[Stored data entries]
Segment Open
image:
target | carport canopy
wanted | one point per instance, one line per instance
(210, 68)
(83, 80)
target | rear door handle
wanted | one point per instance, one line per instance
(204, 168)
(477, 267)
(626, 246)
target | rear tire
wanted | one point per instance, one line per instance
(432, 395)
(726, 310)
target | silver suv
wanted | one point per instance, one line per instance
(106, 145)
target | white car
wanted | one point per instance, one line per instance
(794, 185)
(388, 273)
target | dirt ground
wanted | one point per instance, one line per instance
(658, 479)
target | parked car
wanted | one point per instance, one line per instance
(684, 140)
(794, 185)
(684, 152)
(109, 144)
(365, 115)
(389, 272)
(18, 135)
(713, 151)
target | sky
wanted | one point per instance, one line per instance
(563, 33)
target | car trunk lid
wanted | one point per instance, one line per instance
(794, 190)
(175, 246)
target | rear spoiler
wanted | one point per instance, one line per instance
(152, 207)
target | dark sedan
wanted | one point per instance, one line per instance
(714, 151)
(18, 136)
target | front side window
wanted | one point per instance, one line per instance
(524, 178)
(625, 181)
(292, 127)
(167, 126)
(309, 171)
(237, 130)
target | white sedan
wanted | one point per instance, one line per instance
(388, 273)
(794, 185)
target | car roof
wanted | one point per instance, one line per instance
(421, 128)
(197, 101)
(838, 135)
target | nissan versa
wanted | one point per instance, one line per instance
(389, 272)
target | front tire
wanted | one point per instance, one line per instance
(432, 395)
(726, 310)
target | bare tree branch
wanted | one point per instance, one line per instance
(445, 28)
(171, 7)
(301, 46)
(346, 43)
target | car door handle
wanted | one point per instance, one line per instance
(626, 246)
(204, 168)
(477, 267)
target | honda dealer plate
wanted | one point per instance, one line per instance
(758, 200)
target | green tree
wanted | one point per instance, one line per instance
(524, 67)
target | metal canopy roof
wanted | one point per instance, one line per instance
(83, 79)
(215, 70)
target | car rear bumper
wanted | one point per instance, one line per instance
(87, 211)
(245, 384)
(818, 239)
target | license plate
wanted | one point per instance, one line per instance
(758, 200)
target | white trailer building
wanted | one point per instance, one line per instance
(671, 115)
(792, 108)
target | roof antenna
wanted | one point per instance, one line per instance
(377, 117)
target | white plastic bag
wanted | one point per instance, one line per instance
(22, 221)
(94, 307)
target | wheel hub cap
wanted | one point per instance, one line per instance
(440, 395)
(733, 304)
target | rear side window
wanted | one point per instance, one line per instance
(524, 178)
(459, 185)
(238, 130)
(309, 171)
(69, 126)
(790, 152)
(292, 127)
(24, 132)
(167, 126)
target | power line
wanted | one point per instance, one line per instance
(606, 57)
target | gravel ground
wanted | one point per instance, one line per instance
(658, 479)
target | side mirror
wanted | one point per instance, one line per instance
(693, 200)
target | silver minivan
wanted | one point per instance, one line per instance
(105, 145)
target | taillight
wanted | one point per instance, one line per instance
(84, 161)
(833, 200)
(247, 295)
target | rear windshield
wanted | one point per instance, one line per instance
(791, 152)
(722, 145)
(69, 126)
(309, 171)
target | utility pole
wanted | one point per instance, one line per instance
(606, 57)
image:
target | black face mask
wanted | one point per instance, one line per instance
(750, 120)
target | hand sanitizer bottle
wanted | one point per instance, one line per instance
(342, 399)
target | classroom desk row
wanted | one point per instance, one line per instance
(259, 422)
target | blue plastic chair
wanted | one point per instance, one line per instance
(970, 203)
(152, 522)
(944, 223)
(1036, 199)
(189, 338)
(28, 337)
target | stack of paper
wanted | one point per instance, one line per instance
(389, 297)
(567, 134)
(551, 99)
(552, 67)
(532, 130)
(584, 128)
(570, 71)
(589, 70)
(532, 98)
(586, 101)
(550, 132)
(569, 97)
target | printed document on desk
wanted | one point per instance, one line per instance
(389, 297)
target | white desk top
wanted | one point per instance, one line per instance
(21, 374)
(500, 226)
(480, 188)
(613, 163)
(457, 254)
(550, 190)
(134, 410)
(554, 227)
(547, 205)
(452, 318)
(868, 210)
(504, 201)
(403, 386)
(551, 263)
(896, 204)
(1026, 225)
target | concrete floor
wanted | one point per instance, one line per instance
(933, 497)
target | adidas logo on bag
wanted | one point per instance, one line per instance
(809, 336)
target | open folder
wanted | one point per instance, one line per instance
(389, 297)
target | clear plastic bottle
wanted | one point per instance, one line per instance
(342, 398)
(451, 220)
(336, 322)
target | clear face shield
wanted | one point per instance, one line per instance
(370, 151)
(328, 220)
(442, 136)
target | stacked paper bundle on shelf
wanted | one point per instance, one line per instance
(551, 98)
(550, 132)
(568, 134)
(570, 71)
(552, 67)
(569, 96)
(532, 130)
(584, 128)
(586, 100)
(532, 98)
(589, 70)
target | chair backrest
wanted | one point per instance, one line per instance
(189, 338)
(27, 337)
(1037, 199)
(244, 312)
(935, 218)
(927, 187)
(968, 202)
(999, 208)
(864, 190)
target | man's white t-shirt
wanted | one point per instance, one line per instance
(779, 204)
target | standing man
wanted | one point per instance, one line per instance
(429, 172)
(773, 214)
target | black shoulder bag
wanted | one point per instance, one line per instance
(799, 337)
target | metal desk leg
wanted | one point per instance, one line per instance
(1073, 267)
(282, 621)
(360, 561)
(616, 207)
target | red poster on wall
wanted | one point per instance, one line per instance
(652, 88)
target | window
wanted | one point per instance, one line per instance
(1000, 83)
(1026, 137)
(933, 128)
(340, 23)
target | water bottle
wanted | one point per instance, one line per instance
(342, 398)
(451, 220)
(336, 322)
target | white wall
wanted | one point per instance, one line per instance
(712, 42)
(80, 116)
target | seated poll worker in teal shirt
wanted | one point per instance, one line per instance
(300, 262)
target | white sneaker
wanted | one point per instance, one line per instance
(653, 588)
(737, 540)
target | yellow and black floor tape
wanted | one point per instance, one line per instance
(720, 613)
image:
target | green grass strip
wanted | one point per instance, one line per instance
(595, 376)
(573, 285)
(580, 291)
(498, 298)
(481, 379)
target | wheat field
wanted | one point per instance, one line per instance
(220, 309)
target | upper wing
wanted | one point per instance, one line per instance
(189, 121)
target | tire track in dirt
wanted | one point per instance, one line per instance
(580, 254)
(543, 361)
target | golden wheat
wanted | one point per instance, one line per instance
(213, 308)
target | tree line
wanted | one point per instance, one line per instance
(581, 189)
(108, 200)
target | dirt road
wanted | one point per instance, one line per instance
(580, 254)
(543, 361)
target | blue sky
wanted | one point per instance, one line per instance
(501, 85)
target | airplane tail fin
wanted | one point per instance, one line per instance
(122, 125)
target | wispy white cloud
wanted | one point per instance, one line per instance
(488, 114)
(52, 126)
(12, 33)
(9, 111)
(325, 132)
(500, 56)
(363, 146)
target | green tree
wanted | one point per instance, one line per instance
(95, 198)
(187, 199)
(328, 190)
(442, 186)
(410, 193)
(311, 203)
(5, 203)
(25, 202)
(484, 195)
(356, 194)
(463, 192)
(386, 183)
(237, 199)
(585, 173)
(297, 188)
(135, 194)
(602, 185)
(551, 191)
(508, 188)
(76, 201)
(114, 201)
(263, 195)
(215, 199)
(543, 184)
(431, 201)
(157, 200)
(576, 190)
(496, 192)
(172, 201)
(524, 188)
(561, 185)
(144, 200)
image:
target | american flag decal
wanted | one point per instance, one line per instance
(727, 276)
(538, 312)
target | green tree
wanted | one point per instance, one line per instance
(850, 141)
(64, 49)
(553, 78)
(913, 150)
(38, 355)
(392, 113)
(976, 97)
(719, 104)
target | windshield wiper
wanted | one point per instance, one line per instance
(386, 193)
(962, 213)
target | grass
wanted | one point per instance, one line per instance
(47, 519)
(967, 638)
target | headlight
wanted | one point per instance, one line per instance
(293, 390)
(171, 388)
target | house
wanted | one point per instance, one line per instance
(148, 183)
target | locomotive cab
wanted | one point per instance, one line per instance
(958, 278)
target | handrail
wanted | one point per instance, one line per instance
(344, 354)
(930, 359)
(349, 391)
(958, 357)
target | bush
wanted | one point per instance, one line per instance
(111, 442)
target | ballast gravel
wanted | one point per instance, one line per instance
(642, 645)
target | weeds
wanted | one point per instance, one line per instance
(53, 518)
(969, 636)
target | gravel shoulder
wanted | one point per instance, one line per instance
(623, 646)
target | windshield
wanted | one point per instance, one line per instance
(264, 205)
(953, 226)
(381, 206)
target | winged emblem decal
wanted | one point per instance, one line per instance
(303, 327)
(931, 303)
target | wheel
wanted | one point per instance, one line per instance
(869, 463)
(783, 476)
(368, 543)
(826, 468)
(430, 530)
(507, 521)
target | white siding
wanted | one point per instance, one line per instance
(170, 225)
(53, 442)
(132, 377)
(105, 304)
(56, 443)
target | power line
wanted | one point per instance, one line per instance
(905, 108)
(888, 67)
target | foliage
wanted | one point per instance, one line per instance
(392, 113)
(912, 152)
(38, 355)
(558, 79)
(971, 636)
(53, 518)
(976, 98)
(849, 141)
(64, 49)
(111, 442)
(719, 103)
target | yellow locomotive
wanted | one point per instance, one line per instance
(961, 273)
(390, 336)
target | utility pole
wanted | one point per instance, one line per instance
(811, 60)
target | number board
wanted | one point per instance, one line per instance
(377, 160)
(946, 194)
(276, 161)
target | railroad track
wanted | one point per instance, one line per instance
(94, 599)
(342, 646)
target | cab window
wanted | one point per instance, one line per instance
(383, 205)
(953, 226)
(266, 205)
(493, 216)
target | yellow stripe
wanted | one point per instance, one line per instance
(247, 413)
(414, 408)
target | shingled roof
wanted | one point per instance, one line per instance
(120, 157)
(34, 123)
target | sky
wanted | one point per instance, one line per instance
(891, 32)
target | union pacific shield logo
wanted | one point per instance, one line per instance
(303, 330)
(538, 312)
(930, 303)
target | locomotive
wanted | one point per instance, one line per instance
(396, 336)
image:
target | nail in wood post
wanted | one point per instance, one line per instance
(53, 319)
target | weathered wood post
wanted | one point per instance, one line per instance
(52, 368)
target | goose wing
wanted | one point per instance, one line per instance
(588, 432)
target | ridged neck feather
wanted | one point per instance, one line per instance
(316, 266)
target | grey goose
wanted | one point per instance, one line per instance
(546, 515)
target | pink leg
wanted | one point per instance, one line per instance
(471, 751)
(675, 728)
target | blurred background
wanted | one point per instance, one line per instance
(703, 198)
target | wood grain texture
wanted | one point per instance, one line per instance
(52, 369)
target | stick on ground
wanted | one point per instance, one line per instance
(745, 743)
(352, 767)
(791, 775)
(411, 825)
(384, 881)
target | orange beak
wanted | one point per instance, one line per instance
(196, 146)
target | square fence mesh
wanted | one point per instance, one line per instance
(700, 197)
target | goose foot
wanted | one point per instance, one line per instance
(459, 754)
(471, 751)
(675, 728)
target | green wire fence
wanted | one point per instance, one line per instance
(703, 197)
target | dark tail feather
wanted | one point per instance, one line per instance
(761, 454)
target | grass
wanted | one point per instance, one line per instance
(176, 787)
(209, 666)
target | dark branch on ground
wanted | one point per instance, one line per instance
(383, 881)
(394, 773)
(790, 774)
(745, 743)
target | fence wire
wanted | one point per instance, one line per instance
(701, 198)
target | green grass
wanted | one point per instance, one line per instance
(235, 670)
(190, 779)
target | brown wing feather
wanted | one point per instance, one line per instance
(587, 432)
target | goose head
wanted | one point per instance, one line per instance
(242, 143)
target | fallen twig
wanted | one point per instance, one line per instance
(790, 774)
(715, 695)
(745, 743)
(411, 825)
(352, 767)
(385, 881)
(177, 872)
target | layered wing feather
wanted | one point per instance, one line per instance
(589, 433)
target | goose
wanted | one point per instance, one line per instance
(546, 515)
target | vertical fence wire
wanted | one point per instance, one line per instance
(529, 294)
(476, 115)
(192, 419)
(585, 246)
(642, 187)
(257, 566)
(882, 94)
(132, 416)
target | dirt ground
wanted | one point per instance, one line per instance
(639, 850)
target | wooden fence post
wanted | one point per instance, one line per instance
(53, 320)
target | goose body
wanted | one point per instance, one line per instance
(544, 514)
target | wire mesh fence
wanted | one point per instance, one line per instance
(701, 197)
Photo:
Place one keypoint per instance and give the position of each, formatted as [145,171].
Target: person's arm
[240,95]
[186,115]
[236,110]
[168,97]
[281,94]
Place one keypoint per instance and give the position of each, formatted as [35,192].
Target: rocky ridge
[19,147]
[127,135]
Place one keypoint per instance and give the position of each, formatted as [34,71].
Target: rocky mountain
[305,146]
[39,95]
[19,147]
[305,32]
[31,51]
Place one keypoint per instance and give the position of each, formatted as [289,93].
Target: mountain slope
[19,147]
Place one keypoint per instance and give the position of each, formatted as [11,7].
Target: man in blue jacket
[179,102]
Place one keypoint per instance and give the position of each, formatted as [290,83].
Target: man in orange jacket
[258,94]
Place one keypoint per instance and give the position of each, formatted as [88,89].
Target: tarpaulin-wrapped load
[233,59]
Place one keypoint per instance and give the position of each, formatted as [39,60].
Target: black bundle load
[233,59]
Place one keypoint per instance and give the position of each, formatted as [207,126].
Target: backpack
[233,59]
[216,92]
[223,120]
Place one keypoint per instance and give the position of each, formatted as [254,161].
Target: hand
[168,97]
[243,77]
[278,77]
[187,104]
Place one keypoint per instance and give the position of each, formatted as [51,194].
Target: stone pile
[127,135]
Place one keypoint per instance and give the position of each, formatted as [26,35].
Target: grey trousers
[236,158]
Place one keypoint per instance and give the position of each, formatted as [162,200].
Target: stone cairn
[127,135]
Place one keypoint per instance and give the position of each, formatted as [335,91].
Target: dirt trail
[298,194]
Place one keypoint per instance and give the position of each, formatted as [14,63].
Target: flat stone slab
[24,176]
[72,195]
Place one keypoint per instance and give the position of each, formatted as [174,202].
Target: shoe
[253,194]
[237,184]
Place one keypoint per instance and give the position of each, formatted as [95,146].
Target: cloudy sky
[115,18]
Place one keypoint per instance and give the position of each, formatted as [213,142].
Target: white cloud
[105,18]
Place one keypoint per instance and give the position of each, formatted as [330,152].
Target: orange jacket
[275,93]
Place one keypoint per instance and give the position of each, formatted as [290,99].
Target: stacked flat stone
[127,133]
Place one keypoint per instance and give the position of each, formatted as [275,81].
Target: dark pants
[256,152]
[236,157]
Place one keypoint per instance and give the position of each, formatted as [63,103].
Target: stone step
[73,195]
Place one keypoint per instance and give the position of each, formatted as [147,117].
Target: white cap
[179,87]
Segment Closed
• Instructions for the task: Please reply with an exact copy of the lines above, starting at the first and ending at the line that holds "target | car trunk lid".

• Solution for this task:
image:
target | carport canopy
wanted | one point per instance, one line per instance
(210, 68)
(83, 80)
target | rear door handle
wanted | one point per instance, one line per instance
(204, 168)
(477, 267)
(626, 246)
target | rear tire
wanted | one point per instance, one line per instance
(432, 395)
(726, 310)
target | silver suv
wanted | one point per instance, one line per instance
(106, 145)
target | white car
wanted | one point per instance, one line per instance
(794, 185)
(388, 273)
target | dirt ground
wanted | one point per instance, one line per instance
(658, 479)
target | parked car
wanted | one point per instance, one line per instance
(684, 140)
(794, 185)
(684, 152)
(109, 144)
(365, 115)
(389, 272)
(18, 135)
(713, 151)
target | sky
wanted | one point per instance, one line per instance
(563, 33)
target | car trunk lid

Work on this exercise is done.